CONSIGNES:
**1.** Quel sens les Hermétistes donnent-ils au mot « Compenser » dans le texte sur le Principe du Rythme ?
**2.** Pouvez-vous reprendre le texte sur le Principe du Rythme et le poursuivre après sa dernière phrase ?

TEXTE FOURNI:
▼

L’importance de ce que nous venons de dire sera appréciée de toute personne pensante qui comprend ce que sont les états d’esprit, les sentiments et les émotions de la grande majorité des gens qui nous entourent et voit combien peu sont maîtres d’eux-mêmes. Si vous vous arrêtez et que vous vouliez réfléchir un instant, vous comprendrez à quel point ces oscillations Rythmiques vous ont affecté pendant votre vie, comment toute période d’Enthousiasme a été suivie d’un sentiment opposé, d’un état de Dépression profonde. De même vos moments de Courage ont été suivis de moments égaux de Crainte. Il en a toujours été ainsi de la grande majorité des individus ; ils se sont constamment laissés envahir par les hauts et les bas de leurs sentiments mais ils n’ont jamais soupçonné la cause ou la raison de ce phénomène mental, Celui qui aura parfaitement compris les agissements de ce Principe aura acquis la clef de la Maîtrise de ces oscillations rythmiques des sentiments ; celle-ci lui permettra de mieux se connaître lui-même et lui épargnera d’être tiraillé par ces flux et ces reflux successifs. La Volonté est supérieure à la manifestation consciente de ce Principe, bien que le Principe lui-même soit indestructible. Nous pouvons échapper à ses effets, mais le Principe n’en exerce pas moins son action pour cela. Le pendule ne cesse pas un instant ses oscillations ; nous pouvons seulement éviter d’être emporté avec lui.

Il existe d’autres détails sur la manière d’opérer du Principe du Rythme dont nous désirons parler en cet endroit. Il se mêle à ses opérations une loi qui est connue sous le nom de Loi de Compensation. Une des nombreuses significations du mot « Compenser » est « Contre-balancer », qui est le sens dans lequel les Hermétistes l’emploient. C’est à cette Loi de Compensation que le Kybalion fait allusion quand il dit : « La mesure de l’oscillation à droite est semblable à la mesure de l’oscillation à gauche ; le rythme est constant. »

▲

Données stockées:
▼

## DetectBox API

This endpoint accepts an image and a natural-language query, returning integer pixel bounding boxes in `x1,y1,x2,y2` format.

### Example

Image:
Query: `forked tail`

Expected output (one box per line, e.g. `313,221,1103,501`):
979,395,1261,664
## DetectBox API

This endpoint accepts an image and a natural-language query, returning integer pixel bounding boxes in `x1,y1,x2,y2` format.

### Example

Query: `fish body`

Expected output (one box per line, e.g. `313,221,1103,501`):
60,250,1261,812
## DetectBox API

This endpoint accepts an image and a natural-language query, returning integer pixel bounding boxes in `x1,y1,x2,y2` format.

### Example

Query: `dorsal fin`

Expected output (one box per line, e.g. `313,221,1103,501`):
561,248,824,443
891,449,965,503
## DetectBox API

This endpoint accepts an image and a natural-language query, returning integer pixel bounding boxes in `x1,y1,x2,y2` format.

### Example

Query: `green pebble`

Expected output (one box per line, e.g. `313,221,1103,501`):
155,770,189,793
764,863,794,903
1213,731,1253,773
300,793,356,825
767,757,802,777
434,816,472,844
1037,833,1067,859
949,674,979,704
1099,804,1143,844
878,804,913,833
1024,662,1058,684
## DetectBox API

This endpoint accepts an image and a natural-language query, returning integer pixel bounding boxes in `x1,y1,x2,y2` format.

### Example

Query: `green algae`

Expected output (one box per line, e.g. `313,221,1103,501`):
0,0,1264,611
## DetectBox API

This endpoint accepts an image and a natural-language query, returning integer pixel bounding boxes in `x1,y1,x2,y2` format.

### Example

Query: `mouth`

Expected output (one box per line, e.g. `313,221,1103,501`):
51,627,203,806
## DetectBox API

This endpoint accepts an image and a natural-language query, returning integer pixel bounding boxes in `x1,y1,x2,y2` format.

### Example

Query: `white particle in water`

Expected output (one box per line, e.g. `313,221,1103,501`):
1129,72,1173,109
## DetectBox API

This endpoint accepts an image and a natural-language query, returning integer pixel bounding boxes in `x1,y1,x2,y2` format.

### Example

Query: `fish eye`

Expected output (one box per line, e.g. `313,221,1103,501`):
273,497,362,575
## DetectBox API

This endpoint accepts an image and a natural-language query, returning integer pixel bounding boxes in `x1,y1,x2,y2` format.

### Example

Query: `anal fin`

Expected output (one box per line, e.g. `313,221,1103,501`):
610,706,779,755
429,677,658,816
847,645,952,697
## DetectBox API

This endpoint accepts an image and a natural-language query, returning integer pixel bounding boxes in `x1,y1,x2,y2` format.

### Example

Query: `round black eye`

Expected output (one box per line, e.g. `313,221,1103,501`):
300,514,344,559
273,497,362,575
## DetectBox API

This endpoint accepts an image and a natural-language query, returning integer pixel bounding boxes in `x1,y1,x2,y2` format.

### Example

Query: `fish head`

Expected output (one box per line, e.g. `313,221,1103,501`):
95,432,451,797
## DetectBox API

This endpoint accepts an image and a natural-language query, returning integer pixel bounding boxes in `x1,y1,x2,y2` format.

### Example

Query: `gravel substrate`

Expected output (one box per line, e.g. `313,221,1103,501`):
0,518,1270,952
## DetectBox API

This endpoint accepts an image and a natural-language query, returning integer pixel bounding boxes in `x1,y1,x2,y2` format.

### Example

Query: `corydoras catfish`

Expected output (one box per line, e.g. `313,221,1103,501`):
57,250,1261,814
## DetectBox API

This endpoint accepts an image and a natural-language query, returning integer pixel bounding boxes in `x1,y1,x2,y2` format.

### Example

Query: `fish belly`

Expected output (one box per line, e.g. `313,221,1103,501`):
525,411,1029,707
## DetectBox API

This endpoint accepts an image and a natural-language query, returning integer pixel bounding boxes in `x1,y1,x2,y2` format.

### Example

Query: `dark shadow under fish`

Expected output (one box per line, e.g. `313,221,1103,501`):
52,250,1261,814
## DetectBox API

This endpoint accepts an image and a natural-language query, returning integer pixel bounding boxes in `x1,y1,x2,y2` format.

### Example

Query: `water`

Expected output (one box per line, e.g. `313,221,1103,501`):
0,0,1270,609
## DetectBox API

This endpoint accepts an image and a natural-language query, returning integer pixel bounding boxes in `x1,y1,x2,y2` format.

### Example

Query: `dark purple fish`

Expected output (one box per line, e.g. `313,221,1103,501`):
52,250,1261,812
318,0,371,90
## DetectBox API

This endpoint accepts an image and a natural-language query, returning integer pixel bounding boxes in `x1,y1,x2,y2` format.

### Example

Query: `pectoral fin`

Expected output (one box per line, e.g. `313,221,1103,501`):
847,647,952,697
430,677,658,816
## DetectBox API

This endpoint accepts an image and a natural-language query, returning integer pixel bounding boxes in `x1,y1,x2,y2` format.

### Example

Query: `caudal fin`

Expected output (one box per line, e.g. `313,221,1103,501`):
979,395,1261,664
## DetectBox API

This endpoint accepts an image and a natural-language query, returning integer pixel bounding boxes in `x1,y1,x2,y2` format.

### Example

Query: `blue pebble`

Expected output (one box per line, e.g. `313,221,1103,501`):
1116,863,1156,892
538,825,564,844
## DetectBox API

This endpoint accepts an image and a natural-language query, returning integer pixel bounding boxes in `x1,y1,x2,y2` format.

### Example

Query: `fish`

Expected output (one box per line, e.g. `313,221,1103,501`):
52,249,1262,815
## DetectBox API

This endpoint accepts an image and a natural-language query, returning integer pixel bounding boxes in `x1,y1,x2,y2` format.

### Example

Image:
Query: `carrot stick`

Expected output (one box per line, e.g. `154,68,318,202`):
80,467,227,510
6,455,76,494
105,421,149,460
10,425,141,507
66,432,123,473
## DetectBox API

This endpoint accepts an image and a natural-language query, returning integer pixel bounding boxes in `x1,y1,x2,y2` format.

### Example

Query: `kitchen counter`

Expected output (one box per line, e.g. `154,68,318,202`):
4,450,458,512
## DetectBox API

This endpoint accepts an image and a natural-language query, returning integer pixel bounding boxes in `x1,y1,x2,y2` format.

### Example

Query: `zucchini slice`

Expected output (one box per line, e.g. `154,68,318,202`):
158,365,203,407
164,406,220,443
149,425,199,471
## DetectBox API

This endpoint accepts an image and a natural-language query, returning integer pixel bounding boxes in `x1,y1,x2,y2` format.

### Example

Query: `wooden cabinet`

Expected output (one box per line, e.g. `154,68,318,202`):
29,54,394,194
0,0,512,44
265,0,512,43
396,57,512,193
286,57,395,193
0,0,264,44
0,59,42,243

▲

RÉPONSES:
**1.** Ils l’emploient dans le sens de « Contre-balancer ».

**2.**
La Loi de Compensation nous explique que l’oscillation dans une direction détermine l’oscillation dans la direction opposée ou vers le pôle opposé ; l’une balance, ou mieux, contre-balance l’autre. Nous voyons de nombreux exemples de cette Loi sur le Plan Physique. Le pendule de l’horloge parcourt une certaine distance à droite, puis il parcourt une égale distance à gauche. Les saisons se contrebalancent l’une l’autre de la même manière. Les marées suivent la même loi. C’est encore la même Loi qui se manifeste dans tous les phénomènes du Rythme. Si le pendule n’a qu’une faible oscillation dans une direction, il n’aura qu’une oscillation faible dans la direction opposée ; au contraire, une longue oscillation à droite signifie invariablement une longue oscillation à gauche. Un objet projeté à une certaine hauteur a une distance égale à parcourir à son retour. La force avec laquelle un projectile est envoyé à une hauteur d’un kilomètre est reproduite exactement quand ce projectile retombe sur la terre. Cette Loi est constante sur le Plan Physique comme vous vous en rendrez compte si vous vous reportez aux auteurs les plus compétents.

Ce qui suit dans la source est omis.